## 文档节选
+ + + +

入口函数:go/logic/migrator.go:: executeWriteFuncs 、 iterateChunks,两个函数都在goroutine中执行,然后由consumeRowCopyComplete等待数据拷贝结束

for {
   // We give higher priority to event processing, then secondary priority to rowcopy
   select {
   case eventStruct := <-this.applyEventsQueue:  // 优先binlog apply,applyEventsQueue大小为100
      {
         this.onApplyEventStruct(eventStruct)
      }
   default: // 如果applyEventsQueue中没数据,会进入default
      {
         select {
         case copyRowsFunc := <-this.copyRowsQueue:
            {
               // Retries are handled within the copyRowsFunc
               copyRowsFunc()
               // 根据设置的nice值sleep一定时间
            }
         default: // 如果copyRowsQueue中没数据,会进入default。进入该defalult表示applyEventsQueue和copyRowsQueue中都没数据
            {
               // Hmmmmm... nothing in the queue; no events, but also no row copy.
               // This is possible upon load. Let's just sleep it over.
               time.Sleep(time.Second)
            }
         }
      }
   }
}

binlog apply的函数调用关系是onApplyEventStruct → ApplyDMLEventQueries → buildDMLEventQuery。

+ + + +

## 所给材料
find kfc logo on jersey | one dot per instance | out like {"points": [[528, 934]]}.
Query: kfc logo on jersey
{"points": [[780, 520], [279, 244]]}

+ + + +

## 任务说明
1/ 这段代码说明给出了binlog apply的函数调用关系。请按调用顺序列出这条调用链中的全部函数。
2/ 请照抄这段代码说明中的一部分，范围从“入口函数:go/logic/”开始，一直到“this.onApplyEventStruct(eventStruct)”为止。
3/ 按照这段代码说明中的注释，applyEventsQueue的大小是多少？
这些材料取自其他来源。

## 参考答案
1/ onApplyEventStruct → ApplyDMLEventQueries → buildDMLEventQuery

2/
入口函数:go/logic/migrator.go:: executeWriteFuncs 、 iterateChunks,两个函数都在goroutine中执行,然后由consumeRowCopyComplete等待数据拷贝结束

for {
   // We give higher priority to event processing, then secondary priority to rowcopy
   select {
   case eventStruct := <-this.applyEventsQueue:  // 优先binlog apply,applyEventsQueue大小为100
      {
         this.onApplyEventStruct(eventStruct)

3/ applyEventsQueue的大小为100。